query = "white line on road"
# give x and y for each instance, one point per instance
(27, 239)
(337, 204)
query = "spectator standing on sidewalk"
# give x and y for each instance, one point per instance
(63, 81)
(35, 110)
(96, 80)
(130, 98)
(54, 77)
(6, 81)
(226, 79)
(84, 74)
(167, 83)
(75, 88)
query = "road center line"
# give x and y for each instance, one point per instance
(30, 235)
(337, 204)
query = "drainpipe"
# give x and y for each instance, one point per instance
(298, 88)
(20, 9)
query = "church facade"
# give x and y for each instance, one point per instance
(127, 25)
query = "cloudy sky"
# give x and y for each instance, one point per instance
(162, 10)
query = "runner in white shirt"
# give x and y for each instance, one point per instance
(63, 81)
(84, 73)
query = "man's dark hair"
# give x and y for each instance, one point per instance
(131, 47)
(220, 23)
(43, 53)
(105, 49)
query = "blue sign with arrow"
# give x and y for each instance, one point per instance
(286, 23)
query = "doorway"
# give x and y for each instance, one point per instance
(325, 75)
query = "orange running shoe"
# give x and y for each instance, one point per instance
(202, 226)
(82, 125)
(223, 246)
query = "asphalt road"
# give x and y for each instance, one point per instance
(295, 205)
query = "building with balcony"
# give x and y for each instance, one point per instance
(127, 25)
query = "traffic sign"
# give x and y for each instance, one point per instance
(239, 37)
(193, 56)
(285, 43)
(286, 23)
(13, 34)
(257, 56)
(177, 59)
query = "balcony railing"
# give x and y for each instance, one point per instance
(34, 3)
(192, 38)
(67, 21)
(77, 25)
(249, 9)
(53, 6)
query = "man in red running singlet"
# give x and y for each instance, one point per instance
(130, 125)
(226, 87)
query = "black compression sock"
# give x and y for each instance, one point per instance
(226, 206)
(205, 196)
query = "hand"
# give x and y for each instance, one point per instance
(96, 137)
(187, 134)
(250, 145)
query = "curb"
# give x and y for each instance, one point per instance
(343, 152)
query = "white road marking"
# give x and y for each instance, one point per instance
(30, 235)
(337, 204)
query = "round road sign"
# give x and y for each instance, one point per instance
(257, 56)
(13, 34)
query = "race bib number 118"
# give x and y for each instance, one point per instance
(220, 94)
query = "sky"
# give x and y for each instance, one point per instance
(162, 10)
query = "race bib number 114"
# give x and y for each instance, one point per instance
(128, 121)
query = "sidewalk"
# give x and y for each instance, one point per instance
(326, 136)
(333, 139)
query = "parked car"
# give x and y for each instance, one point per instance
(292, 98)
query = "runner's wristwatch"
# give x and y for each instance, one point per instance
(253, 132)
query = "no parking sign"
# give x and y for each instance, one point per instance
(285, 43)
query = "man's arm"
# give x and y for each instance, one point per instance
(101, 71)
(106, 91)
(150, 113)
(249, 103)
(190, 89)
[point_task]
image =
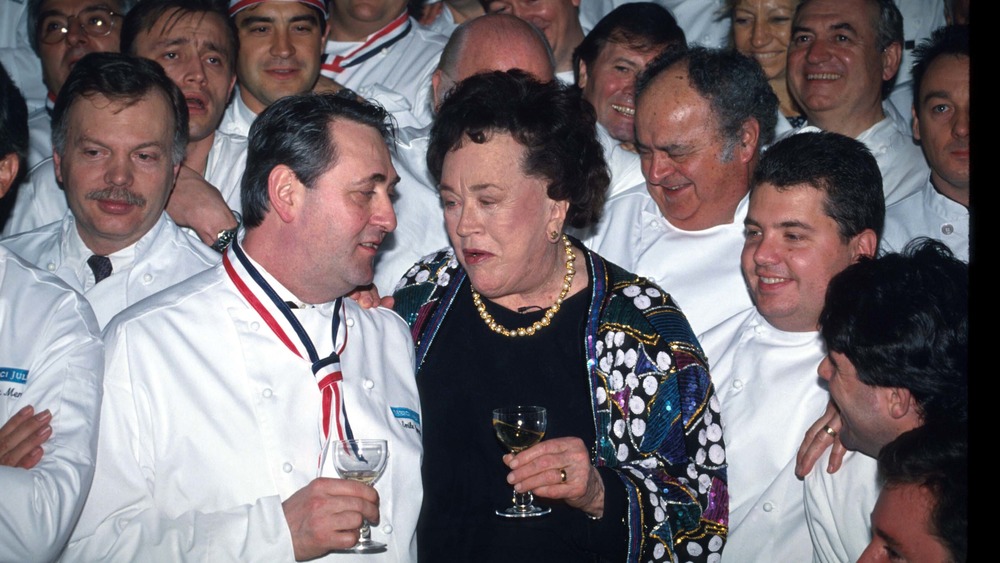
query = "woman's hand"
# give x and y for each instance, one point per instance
(820, 436)
(559, 469)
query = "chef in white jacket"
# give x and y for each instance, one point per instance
(51, 361)
(224, 392)
(121, 131)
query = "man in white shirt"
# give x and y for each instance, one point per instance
(896, 332)
(701, 118)
(281, 49)
(51, 362)
(120, 131)
(940, 209)
(488, 43)
(195, 202)
(376, 49)
(607, 63)
(842, 59)
(235, 384)
(195, 43)
(558, 19)
(815, 208)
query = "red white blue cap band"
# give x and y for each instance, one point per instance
(238, 5)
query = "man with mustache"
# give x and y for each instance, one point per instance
(941, 125)
(52, 359)
(120, 129)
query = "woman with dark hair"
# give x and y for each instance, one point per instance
(517, 313)
(762, 30)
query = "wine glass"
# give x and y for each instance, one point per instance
(519, 428)
(364, 461)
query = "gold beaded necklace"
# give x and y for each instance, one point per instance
(549, 313)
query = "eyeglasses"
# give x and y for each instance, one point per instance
(95, 22)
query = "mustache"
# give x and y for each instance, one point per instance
(118, 194)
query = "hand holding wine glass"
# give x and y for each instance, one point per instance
(519, 428)
(362, 461)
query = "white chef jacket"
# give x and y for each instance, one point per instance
(403, 68)
(839, 507)
(420, 226)
(210, 422)
(51, 358)
(238, 117)
(901, 162)
(41, 200)
(700, 269)
(927, 213)
(39, 135)
(767, 382)
(444, 23)
(160, 259)
(623, 165)
(700, 19)
(21, 62)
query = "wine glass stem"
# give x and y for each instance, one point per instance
(366, 534)
(523, 500)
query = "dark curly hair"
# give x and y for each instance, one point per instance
(553, 123)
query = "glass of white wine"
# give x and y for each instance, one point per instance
(364, 461)
(519, 428)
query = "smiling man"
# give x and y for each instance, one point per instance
(701, 117)
(119, 133)
(607, 63)
(280, 369)
(815, 208)
(281, 49)
(842, 60)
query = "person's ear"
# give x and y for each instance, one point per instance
(9, 166)
(285, 193)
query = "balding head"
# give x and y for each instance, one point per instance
(488, 43)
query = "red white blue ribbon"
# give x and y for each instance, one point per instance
(381, 39)
(278, 316)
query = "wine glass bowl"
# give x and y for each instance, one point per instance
(518, 428)
(362, 461)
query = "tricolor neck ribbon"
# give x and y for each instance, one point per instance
(279, 318)
(381, 39)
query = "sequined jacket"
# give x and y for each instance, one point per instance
(656, 415)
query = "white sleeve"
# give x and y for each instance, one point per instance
(123, 519)
(838, 507)
(39, 506)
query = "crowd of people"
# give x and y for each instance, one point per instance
(723, 243)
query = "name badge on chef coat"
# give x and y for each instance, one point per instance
(12, 382)
(407, 418)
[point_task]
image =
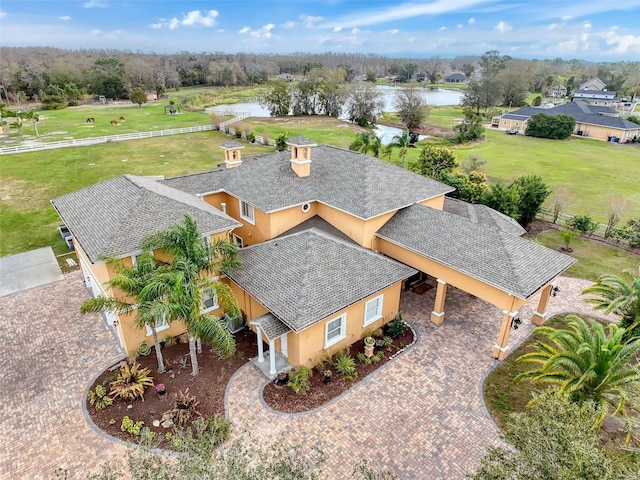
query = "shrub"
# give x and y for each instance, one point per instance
(131, 382)
(583, 224)
(299, 379)
(346, 366)
(99, 398)
(184, 408)
(396, 327)
(129, 426)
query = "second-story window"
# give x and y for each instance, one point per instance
(246, 212)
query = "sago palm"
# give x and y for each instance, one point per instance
(619, 295)
(585, 362)
(133, 292)
(185, 280)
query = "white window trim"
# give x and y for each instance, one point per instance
(214, 307)
(159, 328)
(250, 219)
(237, 240)
(378, 315)
(343, 331)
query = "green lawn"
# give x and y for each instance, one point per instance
(594, 258)
(593, 171)
(30, 180)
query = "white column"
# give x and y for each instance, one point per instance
(260, 347)
(272, 358)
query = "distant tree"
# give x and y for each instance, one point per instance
(554, 440)
(410, 107)
(364, 105)
(277, 99)
(433, 161)
(504, 198)
(543, 125)
(532, 194)
(138, 95)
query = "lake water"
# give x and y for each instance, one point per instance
(432, 97)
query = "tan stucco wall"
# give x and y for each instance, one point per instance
(459, 280)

▶ _Work to do_
Your copy should match the records word for word, with the pictures removed.

▶ _Result_
query = "white line on road"
# give x and y for each instance, one point per instance
(27, 239)
(337, 204)
query = "spectator standing on sidewalk"
# give x and y for each instance, one point per instance
(63, 81)
(35, 110)
(96, 80)
(130, 98)
(54, 77)
(6, 81)
(226, 79)
(84, 74)
(167, 83)
(75, 88)
query = "road center line"
# give x and y for each instance, one point per instance
(30, 235)
(337, 204)
query = "drainpipe"
# give x and y for each instance, one point per instance
(298, 88)
(20, 9)
query = "church facade"
# give x and y for each instance, one point per instance
(127, 25)
query = "cloudy sky"
# give x and y for each instance, one point per instance
(162, 10)
query = "runner in white shirt"
# give x and y for each instance, one point per instance
(63, 81)
(84, 73)
query = "man's dark hair"
# give x and y for each instance, one point per instance
(131, 47)
(220, 23)
(43, 53)
(105, 49)
query = "blue sign with arrow"
# give x and y for each instance, one point per instance
(286, 23)
query = "doorway"
# give x and y for each instance, one point per instance
(325, 75)
query = "orange running shoe"
# give x and y for each instance, one point per instance
(202, 226)
(82, 125)
(223, 246)
query = "asphalt road"
# give x and y for each instance, one point per instance
(295, 205)
query = "building with balcony"
# give x and y for each instance, one point per instance
(127, 25)
query = "traffic sign"
# give x and y for each instance, one point per instance
(239, 37)
(193, 56)
(285, 43)
(286, 23)
(13, 34)
(257, 56)
(177, 59)
query = "balcony railing"
# give x and y for each instance, one point per instance
(34, 3)
(192, 38)
(67, 21)
(77, 25)
(249, 9)
(53, 6)
query = "man in red running singlet"
# give x and y for each instance, one point per instance
(130, 125)
(226, 87)
query = "black compression sock"
# give x and y for each instance, one point per instance
(226, 206)
(205, 196)
query = "hand"
# give x and y for each instance, one point per instance
(96, 137)
(187, 134)
(250, 145)
query = "curb"
# give x and y for each instance, one point per instance
(343, 152)
query = "white road marking"
# give x and y for each instance, one point per instance
(30, 235)
(337, 204)
query = "round road sign"
# give x and y for each instance, one point per instance
(257, 56)
(13, 34)
query = "race bib number 118"
# give x and y for each instance, one point per instance
(220, 94)
query = "sky"
# give x and y for each instance, one point per instance
(162, 10)
query = "race bib number 114"
# give x and y for each instance, one point per instance
(128, 121)
query = "sidewalk"
# give x and y for each instance, one point per instance
(326, 136)
(333, 139)
query = "parked car"
# give x and y for each instance, one point per instance
(292, 98)
query = "runner's wristwatch"
# give x and y for each instance, one point per instance
(253, 132)
query = "no parking sign"
# give x and y for each instance, one point per instance
(285, 43)
query = "man's arm"
# give x and y for each instance, one point per instance
(101, 71)
(106, 91)
(150, 113)
(249, 103)
(190, 89)
[point_task]
image =
query = "woman's hand"
# give x and y for each instance, one point per instance
(820, 436)
(559, 469)
query = "chef in white jacket"
# give x and y for each instance, one point per instance
(51, 361)
(224, 392)
(121, 131)
query = "man in white shirt"
# give x and y for each instance, one point per instance
(896, 332)
(701, 118)
(281, 49)
(51, 362)
(120, 131)
(940, 209)
(488, 43)
(195, 202)
(376, 49)
(607, 63)
(842, 59)
(235, 384)
(195, 43)
(558, 19)
(815, 208)
query = "red white blue cap band"
# give x and y for each instance, one point per instance
(238, 5)
query = "man with mustache"
# give x and y for each instance, one point per instance
(941, 125)
(52, 359)
(120, 129)
query = "woman with dark hair"
# give x and y for each instance, one point per instance
(517, 313)
(762, 30)
query = "wine glass"
# give x and y for each instance, one point per instance
(519, 428)
(364, 461)
query = "gold beaded necklace"
# give x and y for each instance, one point per instance
(549, 313)
query = "eyeglasses"
# give x and y for each instance, one point per instance
(95, 22)
query = "mustache"
# give x and y for each instance, one point per instance
(118, 194)
query = "hand holding wine glass"
# give x and y for each instance, one point per instance
(519, 428)
(362, 461)
query = "white chef jacket"
# give x and y for each instance, one point per instance
(403, 68)
(839, 507)
(420, 226)
(210, 422)
(51, 358)
(238, 117)
(901, 162)
(41, 200)
(700, 269)
(927, 213)
(39, 135)
(767, 382)
(444, 23)
(160, 259)
(623, 165)
(700, 19)
(21, 62)
query = "wine glass stem"
# give x and y for each instance, one point per instance
(366, 534)
(523, 500)
query = "dark curly hair"
# give x and y for each instance, one point per instance
(553, 123)
query = "glass of white wine"
# give x and y for each instance, one point per instance
(364, 461)
(519, 428)
query = "smiling man"
# give x and y for each instance, one point per instance
(701, 117)
(119, 133)
(607, 63)
(280, 369)
(815, 208)
(281, 49)
(842, 60)
query = "person's ear"
# give x and y for each instance, one point per instance
(9, 166)
(285, 193)
query = "balding head"
# give x and y for each instance, one point per instance
(488, 43)
query = "red white blue ribbon"
# give x and y for each instance, one point per instance
(381, 39)
(278, 316)
query = "wine glass bowl"
# give x and y for each instance, one point per instance
(518, 428)
(362, 461)
query = "tricolor neck ribbon"
# give x and y for each instance, one point per instance
(279, 318)
(381, 39)
query = "sequined jacket"
# give x and y for each instance, one point per instance
(656, 415)
query = "white sleeve"
# give x and y for each instance, one point per instance
(123, 519)
(838, 507)
(39, 506)
query = "crowd of people"
# give x and y for each instance, one point per instance
(723, 243)
query = "name badge on chef coat"
# give x and y for each instance, one point per instance
(12, 382)
(407, 418)
[point_task]
image =
query = "shrub"
# give x and y for each instance, one point per instance
(131, 382)
(583, 224)
(299, 379)
(346, 366)
(99, 398)
(184, 408)
(396, 327)
(129, 426)
query = "second-story window"
# give x and y for each instance, one point per instance
(246, 212)
query = "sago palm"
# give x and y for each instance, one point per instance
(619, 295)
(585, 362)
(133, 292)
(185, 280)
query = "white window trim"
# give x and y for each instance, one point per instance
(214, 307)
(159, 328)
(250, 219)
(237, 240)
(378, 315)
(343, 331)
query = "green lawn"
# give x and y for each instance, one point per instance
(594, 258)
(593, 171)
(30, 180)
query = "white column"
# give x and y for each instance, one point per instance
(260, 347)
(272, 358)
query = "distant tree"
# give x and y for each instance, one point per instance
(554, 440)
(410, 107)
(364, 105)
(277, 99)
(433, 161)
(504, 198)
(543, 125)
(532, 194)
(138, 95)
query = "lake water"
# give x and y for each instance, one point per instance
(432, 97)
query = "tan stucco wall"
# give x and y for each instance, one point per instance
(459, 280)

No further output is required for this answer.